On Fri, Oct 06, 2017 at 03:35:49PM -0700, Dan Williams wrote:
> MAP_DIRECT is an mmap(2) flag with the following semantics:
>
> MAP_DIRECT
> When specified with MAP_SHARED_VALIDATE, sets up a file lease with the
> same lifetime as the mapping. Unlike a typical F_RDLCK lease this lease
> is broken when a "lease breaker" attempts to write(2), change the block
> map (fallocate), or change the size of the file. Otherwise the mechanism
> of a lease break is identical to the typical lease break case where the
> lease needs to be removed (munmap) within the number of seconds
> specified by /proc/sys/fs/lease-break-time. If the lease holder fails to
> remove the lease in time the kernel will invalidate the mapping and
> force all future accesses to the mapping to trigger SIGBUS.
>
> In addition to lease break timeouts causing faults in the mapping to
> result in SIGBUS, other states of the file will trigger SIGBUS at fault
> time:
>
> * The file is not DAX capable
> * The file has reflinked (copy-on-write) blocks
> * The fault would trigger the filesystem to allocate blocks
> * The fault would trigger the filesystem to perform extent conversion
>
> In other words, MAP_DIRECT expects and enforces a fully allocated file
> where faults can be satisfied without modifying block map metadata.
>
> An unprivileged process may establish a MAP_DIRECT mapping on a file
> whose UID (owner) matches the filesystem UID of the process. A process
> with the CAP_LEASE capability may establish a MAP_DIRECT mapping on
> arbitrary files
>
> ERRORS
> EACCES Beyond the typical mmap(2) conditions that trigger EACCES
> MAP_DIRECT also requires the permission to set a file lease.

▬▬▬▬▬▬▬▬▬▬

▶ **Task list**
1 > Answer these questions using the MAP_DIRECT post:
(a) Which flag must MAP_DIRECT be specified with to set up a file lease?
(b) Which file sets the number of seconds a lease holder has to remove the lease?
(c) Which capability allows a process to establish a MAP_DIRECT mapping on arbitrary files?
2 > Reproduce every line of the dataset entries below without any change.
The entries that follow are unrelated to the MAP_DIRECT post.

[Entries from a dataset]
▬▬▬▬▬▬▬▬▬▬

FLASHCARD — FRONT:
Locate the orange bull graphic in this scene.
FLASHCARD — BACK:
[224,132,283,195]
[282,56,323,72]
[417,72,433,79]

▬▬▬▬▬▬▬▬▬▬

▶ **Expected responses**
1 >
(a) MAP_SHARED_VALIDATE
(b) /proc/sys/fs/lease-break-time
(c) CAP_LEASE

2 >
FLASHCARD — FRONT:
Locate the orange bull graphic in this scene.
FLASHCARD — BACK:
[224,132,283,195]
[282,56,323,72]
[417,72,433,79]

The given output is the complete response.